*問題*:
a. チガヤと万葉集の文章を読み、次の問いに答えてください。
(i) 写真に写っているチガヤの群落はどこにありますか。
(ii) 筆者は子どもの頃、チガヤの穂を何と呼んでいましたか。
(iii) 訳に「恋心は今、絶頂にあります」とあるのは、何番の歌ですか。
b. チガヤと万葉集の文章を、最後の歌の訳の後から書き継いでください。

**** 読解文

チガヤとツバナと万葉集 2019.05.13

散歩していると、道ばたやちょっとした空き地にチガヤの白い穂が目に付く季節になりました。

この写真は柳島の海岸のチガヤの群落です。このように一面チガヤの光景は、海岸よりほかのところでは見ることができないようです。

子どもの頃、もう60年も昔ですが、この白い穂がさやの中に包まれているのを剥き出して口に入れ、クチャクチャと噛んだ思い出があります。
私は九州生まれの九州育ちですが「ツバナ」と呼んでいました。

万葉集にツバナを歌った歌があることを知りました。


1449 茅花(つばな)抜く 浅茅が原(あさじがはら)の つほすみれ 今盛りなり 我(あ)が恋(こ)ふらくは
(訳)盛りに咲いているツバナやスミレのように、私の、おまえに対する恋心は今、絶頂にあります。

1460 戯奴(わけ)がため 我が手もすまに 春の野に 抜ける茅花(つばな)そ 召(め)して肥えませ
(訳)おまえのために、手も休めずに野あるツバナを抜いたのだよ。これを食べて少しは太りなさい。(女性から男性へ)

********
**** 掲載一覧

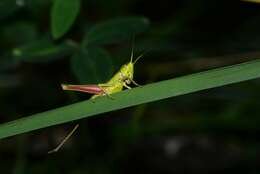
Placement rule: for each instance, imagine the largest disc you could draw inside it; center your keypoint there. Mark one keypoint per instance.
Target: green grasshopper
(123, 78)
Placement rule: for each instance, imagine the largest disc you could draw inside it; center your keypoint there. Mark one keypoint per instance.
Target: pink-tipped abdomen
(91, 89)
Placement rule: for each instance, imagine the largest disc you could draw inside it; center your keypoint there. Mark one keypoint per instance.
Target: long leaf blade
(148, 93)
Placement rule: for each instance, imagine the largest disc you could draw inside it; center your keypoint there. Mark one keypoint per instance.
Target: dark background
(212, 131)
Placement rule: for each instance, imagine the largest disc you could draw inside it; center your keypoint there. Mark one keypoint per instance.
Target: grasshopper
(123, 78)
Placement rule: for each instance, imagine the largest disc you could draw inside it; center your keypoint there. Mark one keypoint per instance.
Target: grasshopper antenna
(64, 140)
(132, 51)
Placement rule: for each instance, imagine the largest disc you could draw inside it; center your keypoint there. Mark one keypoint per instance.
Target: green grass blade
(148, 93)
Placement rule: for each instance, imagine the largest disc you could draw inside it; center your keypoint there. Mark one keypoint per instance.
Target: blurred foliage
(214, 131)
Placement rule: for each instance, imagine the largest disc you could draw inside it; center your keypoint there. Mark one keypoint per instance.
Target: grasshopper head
(127, 72)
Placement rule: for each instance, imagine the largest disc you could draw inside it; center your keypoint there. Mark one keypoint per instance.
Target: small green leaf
(92, 65)
(116, 30)
(63, 15)
(42, 51)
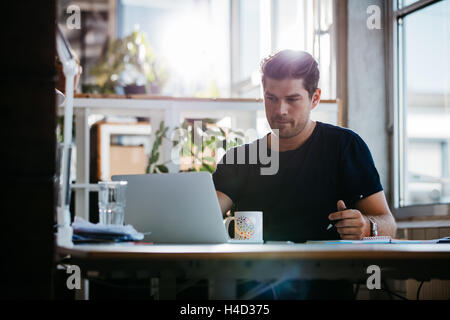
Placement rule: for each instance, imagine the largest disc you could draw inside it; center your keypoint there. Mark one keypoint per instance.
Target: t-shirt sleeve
(226, 177)
(358, 175)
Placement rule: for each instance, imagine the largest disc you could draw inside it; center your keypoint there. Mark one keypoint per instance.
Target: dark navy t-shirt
(333, 164)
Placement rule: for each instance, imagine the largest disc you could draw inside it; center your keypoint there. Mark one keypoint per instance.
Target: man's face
(288, 105)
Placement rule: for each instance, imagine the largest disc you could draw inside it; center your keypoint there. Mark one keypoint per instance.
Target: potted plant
(130, 63)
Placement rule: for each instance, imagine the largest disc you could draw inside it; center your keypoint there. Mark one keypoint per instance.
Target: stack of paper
(85, 231)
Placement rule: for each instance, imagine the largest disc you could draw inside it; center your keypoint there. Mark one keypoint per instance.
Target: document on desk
(372, 240)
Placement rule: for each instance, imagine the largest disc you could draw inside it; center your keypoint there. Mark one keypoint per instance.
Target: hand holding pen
(350, 223)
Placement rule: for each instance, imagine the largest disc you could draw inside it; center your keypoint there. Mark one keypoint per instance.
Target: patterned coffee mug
(247, 225)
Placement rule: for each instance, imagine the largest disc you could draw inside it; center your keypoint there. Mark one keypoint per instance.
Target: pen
(352, 204)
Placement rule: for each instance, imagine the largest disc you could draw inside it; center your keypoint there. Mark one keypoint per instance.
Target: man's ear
(315, 98)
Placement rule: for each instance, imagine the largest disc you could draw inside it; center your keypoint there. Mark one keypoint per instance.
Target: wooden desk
(222, 264)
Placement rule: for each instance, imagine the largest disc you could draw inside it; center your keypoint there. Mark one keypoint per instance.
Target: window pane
(427, 105)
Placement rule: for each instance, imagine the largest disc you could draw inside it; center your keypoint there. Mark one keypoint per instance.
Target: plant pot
(134, 89)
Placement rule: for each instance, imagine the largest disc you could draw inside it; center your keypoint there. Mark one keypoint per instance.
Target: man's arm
(224, 201)
(356, 225)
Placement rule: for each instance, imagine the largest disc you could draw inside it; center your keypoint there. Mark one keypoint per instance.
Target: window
(424, 104)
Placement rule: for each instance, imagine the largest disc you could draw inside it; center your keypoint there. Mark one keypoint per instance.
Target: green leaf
(209, 159)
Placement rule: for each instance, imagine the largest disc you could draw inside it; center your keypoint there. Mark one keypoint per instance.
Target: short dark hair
(292, 64)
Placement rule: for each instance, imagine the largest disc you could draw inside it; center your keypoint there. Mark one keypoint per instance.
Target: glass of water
(112, 202)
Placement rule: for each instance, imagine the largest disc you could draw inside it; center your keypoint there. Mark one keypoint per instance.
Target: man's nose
(283, 108)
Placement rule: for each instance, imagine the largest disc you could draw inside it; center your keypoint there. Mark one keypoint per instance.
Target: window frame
(397, 121)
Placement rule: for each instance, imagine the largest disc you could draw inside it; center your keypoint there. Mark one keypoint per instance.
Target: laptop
(175, 208)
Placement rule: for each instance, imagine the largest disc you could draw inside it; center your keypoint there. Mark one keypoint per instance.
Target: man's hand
(353, 225)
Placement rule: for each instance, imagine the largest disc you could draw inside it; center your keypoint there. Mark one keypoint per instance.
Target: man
(326, 173)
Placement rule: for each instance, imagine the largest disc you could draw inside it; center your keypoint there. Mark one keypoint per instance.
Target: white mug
(247, 225)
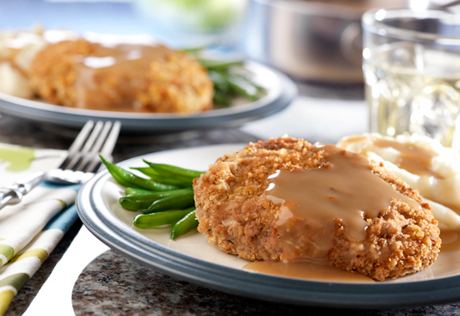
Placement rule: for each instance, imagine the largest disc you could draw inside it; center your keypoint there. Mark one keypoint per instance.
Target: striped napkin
(30, 230)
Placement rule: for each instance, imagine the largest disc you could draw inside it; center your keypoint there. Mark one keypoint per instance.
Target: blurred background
(314, 41)
(309, 40)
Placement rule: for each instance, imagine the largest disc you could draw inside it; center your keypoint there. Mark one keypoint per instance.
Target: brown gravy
(342, 190)
(307, 270)
(111, 77)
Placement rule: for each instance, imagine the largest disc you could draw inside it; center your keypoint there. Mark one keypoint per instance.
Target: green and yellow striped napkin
(29, 231)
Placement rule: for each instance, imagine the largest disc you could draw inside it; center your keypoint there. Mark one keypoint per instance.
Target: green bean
(260, 89)
(174, 170)
(172, 202)
(220, 84)
(184, 225)
(149, 172)
(160, 218)
(135, 191)
(239, 86)
(220, 98)
(143, 201)
(129, 179)
(177, 181)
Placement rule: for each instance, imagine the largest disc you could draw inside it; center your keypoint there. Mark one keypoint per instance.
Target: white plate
(192, 258)
(280, 92)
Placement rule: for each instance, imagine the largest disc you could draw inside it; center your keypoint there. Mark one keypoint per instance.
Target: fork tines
(93, 140)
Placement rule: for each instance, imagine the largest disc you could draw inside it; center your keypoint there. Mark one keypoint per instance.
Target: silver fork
(80, 165)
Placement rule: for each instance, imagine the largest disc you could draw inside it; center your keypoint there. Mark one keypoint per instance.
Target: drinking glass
(411, 64)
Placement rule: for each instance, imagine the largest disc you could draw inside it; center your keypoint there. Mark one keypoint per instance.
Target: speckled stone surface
(115, 285)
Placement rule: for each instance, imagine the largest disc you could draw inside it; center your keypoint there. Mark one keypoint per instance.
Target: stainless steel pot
(309, 40)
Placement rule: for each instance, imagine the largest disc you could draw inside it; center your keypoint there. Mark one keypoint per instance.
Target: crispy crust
(172, 83)
(236, 216)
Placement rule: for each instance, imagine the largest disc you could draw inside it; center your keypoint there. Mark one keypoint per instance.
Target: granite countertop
(114, 285)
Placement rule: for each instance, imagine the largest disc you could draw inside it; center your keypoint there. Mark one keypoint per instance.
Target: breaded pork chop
(131, 78)
(238, 216)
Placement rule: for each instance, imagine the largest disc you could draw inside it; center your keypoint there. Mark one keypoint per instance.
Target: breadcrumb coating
(237, 217)
(165, 82)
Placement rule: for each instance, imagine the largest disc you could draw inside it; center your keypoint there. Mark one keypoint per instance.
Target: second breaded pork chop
(286, 199)
(125, 77)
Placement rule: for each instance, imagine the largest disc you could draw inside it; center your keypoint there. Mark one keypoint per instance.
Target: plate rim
(120, 238)
(276, 100)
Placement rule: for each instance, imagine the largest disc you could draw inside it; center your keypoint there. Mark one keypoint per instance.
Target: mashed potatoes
(423, 164)
(17, 49)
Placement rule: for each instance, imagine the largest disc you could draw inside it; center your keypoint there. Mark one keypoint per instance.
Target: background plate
(192, 258)
(280, 92)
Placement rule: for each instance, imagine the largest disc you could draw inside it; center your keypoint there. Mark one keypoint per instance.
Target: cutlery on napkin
(29, 231)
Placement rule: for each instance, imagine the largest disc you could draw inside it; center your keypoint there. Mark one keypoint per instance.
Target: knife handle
(13, 194)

********

*各問の解答*:
a.
(i) 柳島の海岸です。
(ii) 「ツバナ」と呼んでいました。
(iii) 1449番の歌です。

b.
1462 我(あ)が君に 戯奴(わけ)は恋(こ)ふらし 賜(たば)りたる 茅花(つばな)を食(は)めど いや痩(や)せに痩す
(訳)あなた様に私は恋しているようです。頂いたツバナを食べてみましたが、痩せるばかりです。(上の歌の返し) 

万葉人はチガヤをツバナと呼んで、その穂を抜いて食べていたようです。子どものころの私と同じように。

「茅ヶ崎」の語源は、
茅(チガヤ)の生える砂浜が海に延びて岬(みさき)のような地形をしていたことから名付いた
と、見てきたようなことを書いたものがあったら、それはトンデモ間違いです。
チガサキの「チ」に「茅」という文字を当てただけの話で、チガヤが生えていたから「茅」という字を使ったのではありません。
「そこにはチガヤが生えていた」という解説は、「茅」という漢字に引きずられて出てきたものです。
「じゃぁ、茅ヶ崎の語源は何なんだょ」と聞かれても実は分からないのですが。

●「つばな」の歌三首は、新編日本古典文学全集7『万葉集2』(小学館1995年4月刊)から取りました。(訳)は同書にある現代語訳を参考にして、私が勝手に付けたものです。お粗末失礼!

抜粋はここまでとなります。